_ЗАДАЧИ ДЛЯ РЕШЕНИЯ_.
1. Объясните, почему, согласно отрывку о творчестве Николая Сизова, у писателя во всех уголках страны множество постоянных и благодарных читателей.
2. Перепишите дословно фрагмент отрывка о творчестве Николая Сизова, начиная со слов «Этот рассказ Николая» и заканчивая словами «во имя общества.».

Так или иначе этой же теме посвящены и другие рассказы: «Старые счеты», «Яшка Маркиз из Чикаго», «Зачем мне этот миллион», «Коралловая брошь».
Может быть, несколько особняком стоит рассказ Н. Сизова «Последний взлет» — эмоциональное повествование о трогательных и благородных человеческих отношениях, всегда помогающих людям проявить и отдать на пользу общества все свои силы и способности. Сюжет рассказа прост. Шестидесятилетний художник, ранее популярный и авторитетный, переживающий длительную полосу творческого кризиса, встретил случайно тридцатилетнюю женщину. И эта женщина сумела разглядеть в престарелом, когда-то талантливом художнике еще не угасшие творческие силы, вдохновить на произведение высокого смысла и прежнего мастерства, которое, как пишет автор, «многие годы будет приносить людям ощущение радостной и волнующей встречи с прекрасным». Сам же художник скончался, не дожив нескольких недель до своего триумфа.
Этот рассказ Николая Сизова покоряет своей человечностью. Хочется вслед за персонажем рассказа, депутатом Ракитиным, отыскать эту женщину, пожать ей руку. «За ее благородство, за то, что окрылила душу художника для его последнего взлета», ибо то, что она совершила, тоже называется человеческим подвигом во имя общества.
Рассказ этот, отмеченный глубоким проникновением автора в человеческую психологию, умением передать самые сокровенные движения человеческой души, как-то по-новому открывает для читателя талант писателя, говорит о новых и значительных его возможностях.
Все творчество Николая Сизова документально. Его рассказы, его повести и романы, рассказывающие о жизни, о трудовых делах и свершениях советских людей, пронизаны любовью к человеку, высоким и светлым гуманизмом. Поэтому писатель во всех уголках страны имеет множество своих постоянных и благодарных читателей.

_ИСХОДНЫЙ МАТЕРИАЛ_.

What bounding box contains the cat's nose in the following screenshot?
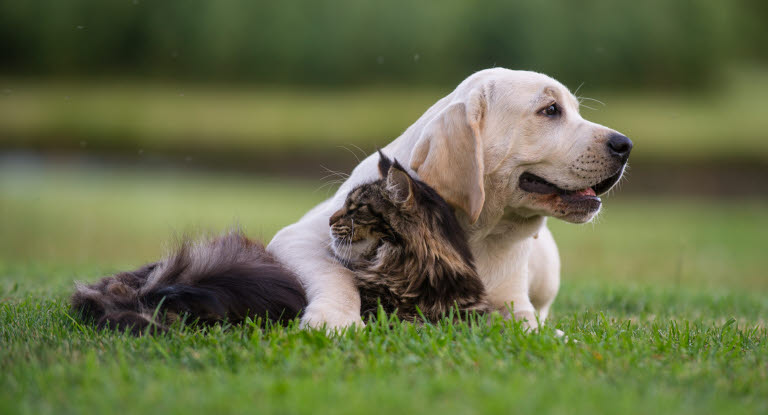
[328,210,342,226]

* * *

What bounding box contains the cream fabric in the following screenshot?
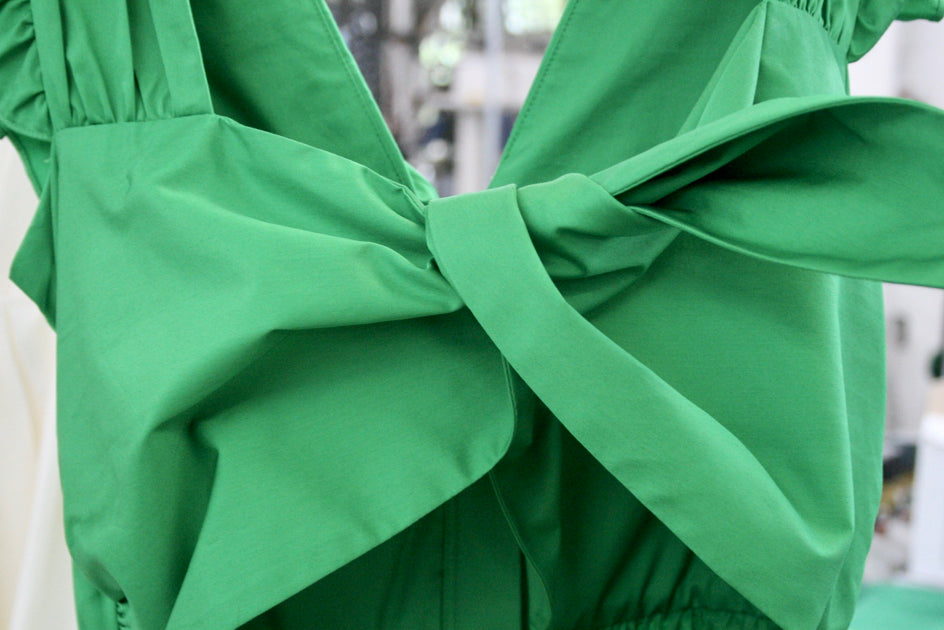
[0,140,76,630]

==

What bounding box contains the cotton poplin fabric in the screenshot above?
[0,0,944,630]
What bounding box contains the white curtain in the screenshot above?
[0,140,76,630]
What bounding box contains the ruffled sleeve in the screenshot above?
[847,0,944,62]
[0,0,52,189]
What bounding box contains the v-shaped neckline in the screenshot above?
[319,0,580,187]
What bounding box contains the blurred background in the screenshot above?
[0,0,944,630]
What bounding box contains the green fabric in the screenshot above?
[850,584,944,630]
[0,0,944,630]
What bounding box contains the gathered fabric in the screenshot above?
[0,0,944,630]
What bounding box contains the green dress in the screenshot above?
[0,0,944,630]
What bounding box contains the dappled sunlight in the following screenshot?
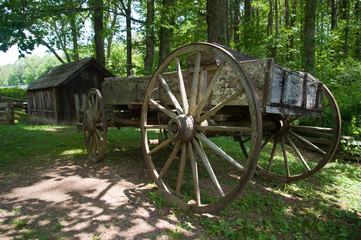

_ОТВЕТЫ К ЗАДАЧАМ_.
1. Его рассказы, повести и романы о жизни, трудовых делах и свершениях советских людей пронизаны любовью к человеку, высоким и светлым гуманизмом. Поэтому у писателя по всей стране много постоянных и благодарных читателей.

2.
Этот рассказ Николая Сизова покоряет своей человечностью. Хочется вслед за персонажем рассказа, депутатом Ракитиным, отыскать эту женщину, пожать ей руку. «За ее благородство, за то, что окрылила душу художника для его последнего взлета», ибо то, что она совершила, тоже называется человеческим подвигом во имя общества.